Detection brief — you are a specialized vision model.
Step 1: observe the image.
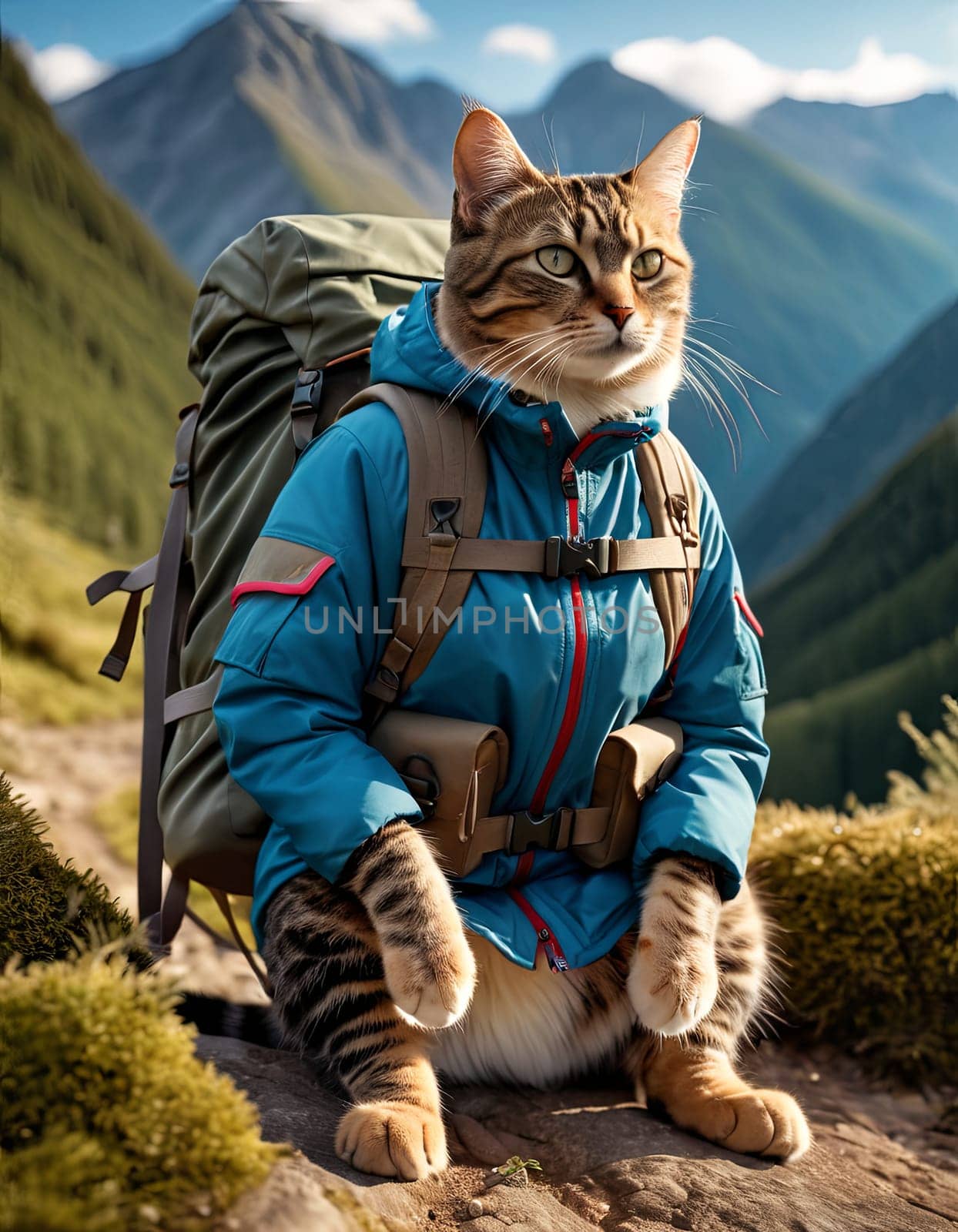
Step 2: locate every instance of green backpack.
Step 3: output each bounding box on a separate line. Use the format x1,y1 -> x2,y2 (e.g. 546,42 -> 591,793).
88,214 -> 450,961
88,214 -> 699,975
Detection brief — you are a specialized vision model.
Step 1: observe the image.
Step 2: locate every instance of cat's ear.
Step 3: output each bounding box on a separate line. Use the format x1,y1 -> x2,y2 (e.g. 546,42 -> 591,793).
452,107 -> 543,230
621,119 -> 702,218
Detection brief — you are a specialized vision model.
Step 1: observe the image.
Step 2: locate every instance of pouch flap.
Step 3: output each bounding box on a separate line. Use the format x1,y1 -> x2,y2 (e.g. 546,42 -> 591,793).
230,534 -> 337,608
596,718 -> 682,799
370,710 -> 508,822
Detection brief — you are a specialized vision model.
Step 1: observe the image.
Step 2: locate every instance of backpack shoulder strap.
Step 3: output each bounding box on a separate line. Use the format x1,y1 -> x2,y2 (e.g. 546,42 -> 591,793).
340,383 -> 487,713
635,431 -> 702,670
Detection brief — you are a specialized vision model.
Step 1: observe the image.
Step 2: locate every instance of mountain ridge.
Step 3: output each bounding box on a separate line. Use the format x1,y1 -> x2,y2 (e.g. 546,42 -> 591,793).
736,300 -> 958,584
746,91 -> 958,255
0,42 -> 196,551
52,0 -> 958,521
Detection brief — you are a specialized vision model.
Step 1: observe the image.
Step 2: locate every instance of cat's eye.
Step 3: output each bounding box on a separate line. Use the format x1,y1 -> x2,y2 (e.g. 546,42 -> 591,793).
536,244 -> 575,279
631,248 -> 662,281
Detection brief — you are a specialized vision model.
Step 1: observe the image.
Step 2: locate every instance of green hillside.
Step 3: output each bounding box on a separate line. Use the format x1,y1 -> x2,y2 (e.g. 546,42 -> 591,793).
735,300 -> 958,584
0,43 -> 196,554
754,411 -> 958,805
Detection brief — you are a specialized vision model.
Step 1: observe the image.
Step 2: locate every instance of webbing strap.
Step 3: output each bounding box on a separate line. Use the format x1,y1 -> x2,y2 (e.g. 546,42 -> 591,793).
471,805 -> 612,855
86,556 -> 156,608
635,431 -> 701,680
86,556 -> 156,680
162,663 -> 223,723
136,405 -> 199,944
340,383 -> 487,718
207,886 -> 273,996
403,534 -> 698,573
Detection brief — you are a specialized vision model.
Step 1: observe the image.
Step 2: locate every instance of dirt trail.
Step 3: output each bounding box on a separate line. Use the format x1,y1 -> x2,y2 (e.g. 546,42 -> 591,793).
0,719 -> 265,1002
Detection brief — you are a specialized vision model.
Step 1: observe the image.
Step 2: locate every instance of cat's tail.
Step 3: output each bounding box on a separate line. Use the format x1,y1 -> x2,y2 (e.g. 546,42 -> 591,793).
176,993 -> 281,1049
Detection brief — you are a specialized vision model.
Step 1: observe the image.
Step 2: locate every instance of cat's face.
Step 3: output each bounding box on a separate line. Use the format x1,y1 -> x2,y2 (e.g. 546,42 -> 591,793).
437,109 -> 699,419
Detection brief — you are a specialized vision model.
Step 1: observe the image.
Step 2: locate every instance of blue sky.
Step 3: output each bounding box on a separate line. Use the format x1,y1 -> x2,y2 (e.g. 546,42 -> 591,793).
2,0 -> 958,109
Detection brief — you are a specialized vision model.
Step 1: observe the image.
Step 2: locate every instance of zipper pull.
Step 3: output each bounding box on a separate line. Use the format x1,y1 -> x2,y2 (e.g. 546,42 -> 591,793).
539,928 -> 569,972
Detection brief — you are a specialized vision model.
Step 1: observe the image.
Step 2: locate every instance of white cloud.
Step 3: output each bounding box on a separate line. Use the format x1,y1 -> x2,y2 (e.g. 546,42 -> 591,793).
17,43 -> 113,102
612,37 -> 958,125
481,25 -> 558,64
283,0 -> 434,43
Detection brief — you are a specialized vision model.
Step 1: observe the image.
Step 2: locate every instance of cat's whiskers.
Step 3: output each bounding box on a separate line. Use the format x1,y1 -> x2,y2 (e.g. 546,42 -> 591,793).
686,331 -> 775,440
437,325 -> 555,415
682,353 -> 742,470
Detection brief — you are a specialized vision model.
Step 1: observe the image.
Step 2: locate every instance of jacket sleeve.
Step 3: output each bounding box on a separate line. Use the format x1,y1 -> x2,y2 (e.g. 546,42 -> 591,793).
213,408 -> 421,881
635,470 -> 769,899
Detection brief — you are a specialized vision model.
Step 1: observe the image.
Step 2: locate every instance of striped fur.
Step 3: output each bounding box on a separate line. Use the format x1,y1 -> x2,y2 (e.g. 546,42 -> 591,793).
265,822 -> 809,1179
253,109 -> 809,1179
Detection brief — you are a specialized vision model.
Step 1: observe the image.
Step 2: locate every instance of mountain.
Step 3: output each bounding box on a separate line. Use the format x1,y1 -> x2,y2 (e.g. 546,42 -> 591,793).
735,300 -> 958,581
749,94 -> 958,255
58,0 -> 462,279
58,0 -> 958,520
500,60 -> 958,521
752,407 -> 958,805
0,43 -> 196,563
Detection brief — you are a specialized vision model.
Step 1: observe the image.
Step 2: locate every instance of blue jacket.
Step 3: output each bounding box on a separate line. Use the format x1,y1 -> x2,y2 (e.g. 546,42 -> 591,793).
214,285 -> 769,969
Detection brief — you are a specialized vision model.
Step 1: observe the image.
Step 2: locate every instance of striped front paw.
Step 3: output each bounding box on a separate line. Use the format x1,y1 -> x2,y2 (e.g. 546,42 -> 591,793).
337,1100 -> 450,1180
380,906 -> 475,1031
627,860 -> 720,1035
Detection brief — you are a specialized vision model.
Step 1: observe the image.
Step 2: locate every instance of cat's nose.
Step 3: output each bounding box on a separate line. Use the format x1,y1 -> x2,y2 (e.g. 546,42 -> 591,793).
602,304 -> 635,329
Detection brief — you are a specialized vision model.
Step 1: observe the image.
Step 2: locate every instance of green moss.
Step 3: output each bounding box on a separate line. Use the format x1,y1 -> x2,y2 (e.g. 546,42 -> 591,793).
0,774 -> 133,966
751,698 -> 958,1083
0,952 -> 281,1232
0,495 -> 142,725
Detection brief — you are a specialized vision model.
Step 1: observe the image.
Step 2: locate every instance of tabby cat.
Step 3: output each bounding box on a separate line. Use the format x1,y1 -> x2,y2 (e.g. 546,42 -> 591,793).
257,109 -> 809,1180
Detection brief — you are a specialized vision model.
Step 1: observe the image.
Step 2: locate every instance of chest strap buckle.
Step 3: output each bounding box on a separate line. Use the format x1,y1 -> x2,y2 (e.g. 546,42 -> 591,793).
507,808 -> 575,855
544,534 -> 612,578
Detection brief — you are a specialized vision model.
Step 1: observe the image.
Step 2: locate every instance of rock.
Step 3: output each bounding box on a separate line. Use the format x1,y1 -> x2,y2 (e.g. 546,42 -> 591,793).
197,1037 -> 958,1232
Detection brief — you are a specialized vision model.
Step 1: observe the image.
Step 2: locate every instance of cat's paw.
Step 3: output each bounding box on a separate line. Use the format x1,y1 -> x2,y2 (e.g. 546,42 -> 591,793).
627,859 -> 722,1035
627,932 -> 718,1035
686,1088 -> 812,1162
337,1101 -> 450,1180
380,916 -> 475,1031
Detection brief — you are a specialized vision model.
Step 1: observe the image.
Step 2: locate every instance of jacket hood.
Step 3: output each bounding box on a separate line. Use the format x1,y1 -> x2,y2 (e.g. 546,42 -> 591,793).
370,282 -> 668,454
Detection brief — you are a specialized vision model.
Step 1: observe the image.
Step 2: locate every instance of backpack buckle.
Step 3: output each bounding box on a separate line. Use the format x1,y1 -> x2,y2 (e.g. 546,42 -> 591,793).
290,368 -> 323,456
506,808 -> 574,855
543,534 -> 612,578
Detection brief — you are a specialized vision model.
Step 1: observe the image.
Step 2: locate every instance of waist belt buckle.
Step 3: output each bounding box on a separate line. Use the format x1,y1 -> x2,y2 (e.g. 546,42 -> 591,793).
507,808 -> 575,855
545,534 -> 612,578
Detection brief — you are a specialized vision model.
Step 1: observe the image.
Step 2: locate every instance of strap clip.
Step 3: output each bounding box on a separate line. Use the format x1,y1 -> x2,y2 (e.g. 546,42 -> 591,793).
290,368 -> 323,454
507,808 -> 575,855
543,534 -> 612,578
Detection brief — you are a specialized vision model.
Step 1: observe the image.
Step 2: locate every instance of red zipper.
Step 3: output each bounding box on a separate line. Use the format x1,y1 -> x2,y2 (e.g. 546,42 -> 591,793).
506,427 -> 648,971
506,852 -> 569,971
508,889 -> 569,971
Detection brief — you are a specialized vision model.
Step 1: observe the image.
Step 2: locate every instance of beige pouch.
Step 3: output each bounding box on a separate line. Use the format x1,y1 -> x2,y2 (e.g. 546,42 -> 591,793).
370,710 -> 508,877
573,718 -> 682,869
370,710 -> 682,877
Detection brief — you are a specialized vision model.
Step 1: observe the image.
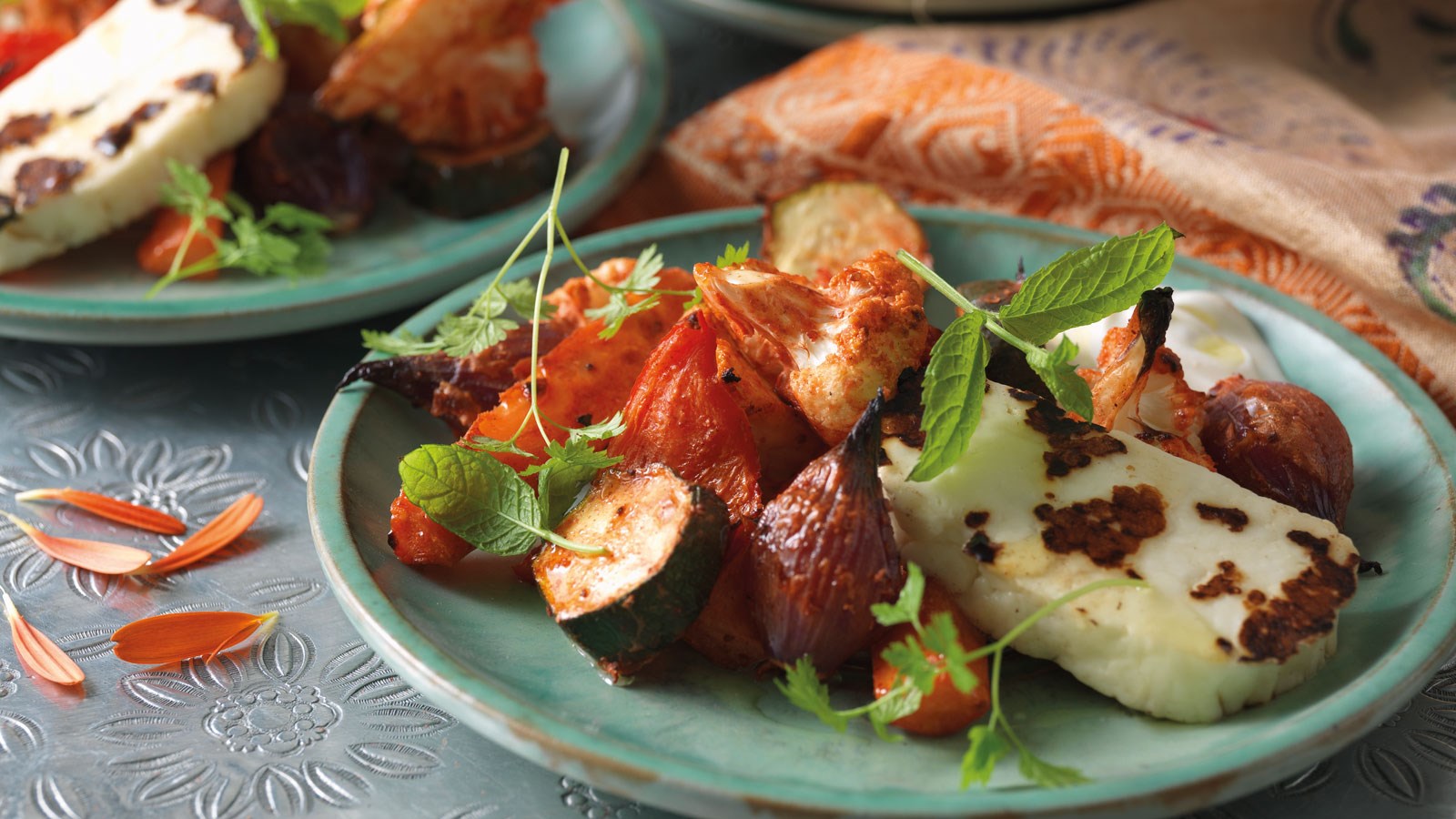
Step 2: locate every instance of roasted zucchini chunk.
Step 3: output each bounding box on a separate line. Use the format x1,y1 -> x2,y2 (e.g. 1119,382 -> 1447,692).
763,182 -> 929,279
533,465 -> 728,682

### Short problem
Pick out every line of the items that contains the word "blue" and copy each one in full. Count only matches with the same case.

### Full solution
Step 2: locate every instance of blue sky.
Step 2: locate every instance of blue jacket.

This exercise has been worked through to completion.